>>>

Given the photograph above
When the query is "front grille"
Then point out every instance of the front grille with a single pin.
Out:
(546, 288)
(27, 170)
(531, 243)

<<<

- _What is asked_
How many lines in the material above contain the word "grille"? Reply with the number alone.

- _Reply_
2